_To be done_: Put every line of the entries below into a Markdown table with the columns Row and Line. Number the rows in order and skip blank lines.

_Data entries_:
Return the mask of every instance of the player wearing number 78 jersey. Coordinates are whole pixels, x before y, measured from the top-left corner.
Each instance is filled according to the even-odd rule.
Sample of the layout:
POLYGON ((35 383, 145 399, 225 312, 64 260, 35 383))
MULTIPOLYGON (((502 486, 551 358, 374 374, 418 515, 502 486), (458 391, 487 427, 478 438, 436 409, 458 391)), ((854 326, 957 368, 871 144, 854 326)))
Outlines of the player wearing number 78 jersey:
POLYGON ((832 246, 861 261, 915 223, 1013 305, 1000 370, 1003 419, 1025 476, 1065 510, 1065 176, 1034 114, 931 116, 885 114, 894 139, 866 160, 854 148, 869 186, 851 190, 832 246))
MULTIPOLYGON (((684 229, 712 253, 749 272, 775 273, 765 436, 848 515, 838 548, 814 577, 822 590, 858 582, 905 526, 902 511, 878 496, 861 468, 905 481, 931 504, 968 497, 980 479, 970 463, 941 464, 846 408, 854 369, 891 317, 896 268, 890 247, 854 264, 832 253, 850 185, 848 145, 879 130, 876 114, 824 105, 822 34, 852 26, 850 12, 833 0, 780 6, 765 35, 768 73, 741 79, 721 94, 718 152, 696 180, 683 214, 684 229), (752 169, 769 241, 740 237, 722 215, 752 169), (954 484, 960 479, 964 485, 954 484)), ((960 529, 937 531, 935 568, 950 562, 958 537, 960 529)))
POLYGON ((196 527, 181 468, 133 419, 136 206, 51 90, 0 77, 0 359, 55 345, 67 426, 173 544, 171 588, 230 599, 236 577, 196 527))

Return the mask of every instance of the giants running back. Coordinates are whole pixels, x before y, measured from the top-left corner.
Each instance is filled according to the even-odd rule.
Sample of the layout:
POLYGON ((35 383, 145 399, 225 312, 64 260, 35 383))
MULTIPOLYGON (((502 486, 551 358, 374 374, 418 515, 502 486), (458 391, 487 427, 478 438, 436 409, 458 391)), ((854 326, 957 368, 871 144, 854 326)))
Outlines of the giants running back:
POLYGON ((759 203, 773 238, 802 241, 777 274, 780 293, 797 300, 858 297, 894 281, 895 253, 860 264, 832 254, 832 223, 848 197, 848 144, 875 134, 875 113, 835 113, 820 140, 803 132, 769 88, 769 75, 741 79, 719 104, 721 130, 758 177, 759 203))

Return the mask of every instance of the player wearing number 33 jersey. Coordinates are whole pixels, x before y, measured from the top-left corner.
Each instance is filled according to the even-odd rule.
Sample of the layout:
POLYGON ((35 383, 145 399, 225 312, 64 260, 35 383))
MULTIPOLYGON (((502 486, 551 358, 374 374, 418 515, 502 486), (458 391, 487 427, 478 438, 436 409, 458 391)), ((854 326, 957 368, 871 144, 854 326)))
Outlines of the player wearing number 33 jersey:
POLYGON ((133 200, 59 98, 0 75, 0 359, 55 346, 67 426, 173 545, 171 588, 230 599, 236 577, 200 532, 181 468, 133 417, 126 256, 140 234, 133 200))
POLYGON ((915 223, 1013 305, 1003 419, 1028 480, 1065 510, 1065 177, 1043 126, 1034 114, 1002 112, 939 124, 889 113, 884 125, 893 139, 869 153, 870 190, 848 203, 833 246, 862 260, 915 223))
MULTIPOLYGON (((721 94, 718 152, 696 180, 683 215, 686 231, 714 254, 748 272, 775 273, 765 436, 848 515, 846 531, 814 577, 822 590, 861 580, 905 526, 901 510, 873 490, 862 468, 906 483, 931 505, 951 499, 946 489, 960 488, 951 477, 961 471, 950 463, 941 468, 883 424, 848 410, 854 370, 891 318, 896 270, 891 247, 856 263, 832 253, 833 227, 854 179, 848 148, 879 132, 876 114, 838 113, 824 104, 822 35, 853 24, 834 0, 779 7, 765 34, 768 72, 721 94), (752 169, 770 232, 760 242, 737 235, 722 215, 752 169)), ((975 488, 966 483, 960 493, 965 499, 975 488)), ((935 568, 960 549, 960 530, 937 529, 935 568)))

_Expected answer_:
| Row | Line |
|---|---|
| 1 | Return the mask of every instance of the player wearing number 78 jersey. Coordinates are whole pixels, x before y, measured from the top-left corner. |
| 2 | Each instance is filled according to the even-odd rule. |
| 3 | Sample of the layout: |
| 4 | POLYGON ((35 383, 145 399, 225 312, 64 260, 35 383)) |
| 5 | MULTIPOLYGON (((502 486, 551 358, 374 374, 418 515, 502 486), (458 391, 487 427, 478 438, 436 409, 458 391)), ((854 326, 957 368, 871 144, 854 326))) |
| 6 | Outlines of the player wearing number 78 jersey: |
| 7 | POLYGON ((832 246, 861 261, 915 223, 1013 305, 1000 370, 1003 419, 1025 476, 1065 510, 1065 176, 1034 114, 931 116, 885 114, 894 139, 866 160, 854 148, 869 186, 851 190, 832 246)) |
| 8 | MULTIPOLYGON (((684 229, 712 253, 749 272, 775 273, 765 436, 848 515, 838 548, 814 577, 822 590, 858 582, 905 526, 902 511, 878 496, 861 468, 905 481, 931 504, 968 497, 980 479, 970 463, 941 464, 846 408, 854 369, 891 317, 896 268, 890 247, 854 264, 832 253, 850 185, 848 145, 879 130, 876 114, 824 105, 822 34, 852 26, 850 12, 833 0, 780 6, 765 35, 768 73, 741 79, 721 94, 718 152, 696 180, 683 214, 684 229), (752 169, 769 241, 740 237, 722 215, 752 169), (954 484, 960 479, 964 485, 954 484)), ((960 529, 937 531, 935 568, 950 562, 958 537, 960 529))) |
| 9 | POLYGON ((196 527, 181 468, 133 419, 136 206, 51 90, 0 77, 0 359, 55 345, 67 426, 173 544, 171 588, 230 599, 236 577, 196 527)) |
| 10 | Return the mask of every instance of the giants running back. Coordinates are whole pixels, x before y, measured from the top-left corner. |
| 11 | Each instance is filled according to the even-odd rule. |
| 12 | Sample of the layout: |
| 13 | POLYGON ((35 383, 145 399, 225 312, 64 260, 35 383)) |
| 14 | MULTIPOLYGON (((502 486, 551 358, 374 374, 418 515, 502 486), (458 391, 487 427, 478 438, 436 409, 458 391)), ((854 326, 957 368, 871 144, 854 326))) |
| 15 | Outlines of the giants running back: |
| 16 | POLYGON ((759 203, 773 238, 802 241, 777 274, 780 293, 797 300, 858 297, 894 281, 895 253, 860 264, 832 254, 832 223, 848 197, 848 144, 875 134, 875 113, 835 113, 820 140, 803 132, 769 88, 769 75, 741 79, 719 104, 721 130, 758 177, 759 203)) |
| 17 | Return the mask of every instance of the player wearing number 33 jersey. Coordinates are whole pixels, x before y, measured from the top-left corner. |
| 18 | Each instance is filled according to the even-odd rule. |
| 19 | Sample of the layout: |
| 20 | POLYGON ((35 383, 145 399, 225 312, 64 260, 35 383)) |
| 21 | MULTIPOLYGON (((502 486, 551 358, 374 374, 418 515, 502 486), (458 391, 487 427, 478 438, 436 409, 458 391)), ((854 326, 957 368, 871 144, 854 326))) |
| 22 | Outlines of the player wearing number 33 jersey: |
| 23 | POLYGON ((133 200, 59 98, 0 75, 0 359, 55 346, 67 426, 173 545, 171 588, 230 599, 236 577, 200 532, 181 468, 133 417, 126 256, 140 234, 133 200)) |
| 24 | POLYGON ((915 223, 1013 305, 1003 419, 1028 480, 1065 510, 1065 177, 1043 126, 1034 114, 1002 112, 939 124, 889 113, 884 125, 893 139, 869 153, 870 190, 848 203, 833 246, 862 260, 915 223)) |
| 25 | MULTIPOLYGON (((721 94, 718 152, 696 180, 683 215, 686 231, 714 254, 748 272, 775 273, 765 436, 848 515, 846 531, 814 577, 822 590, 861 580, 905 526, 901 510, 873 490, 862 468, 906 483, 931 505, 951 499, 946 489, 960 488, 951 477, 961 471, 950 463, 941 468, 883 424, 848 410, 854 370, 891 318, 896 270, 891 247, 856 263, 832 253, 833 227, 854 179, 848 148, 879 132, 876 114, 838 113, 824 104, 822 35, 853 24, 834 0, 779 7, 765 34, 768 72, 721 94), (752 169, 770 232, 760 242, 737 235, 722 215, 752 169)), ((975 488, 966 483, 960 493, 965 499, 975 488)), ((935 568, 960 549, 960 530, 937 529, 935 568))) |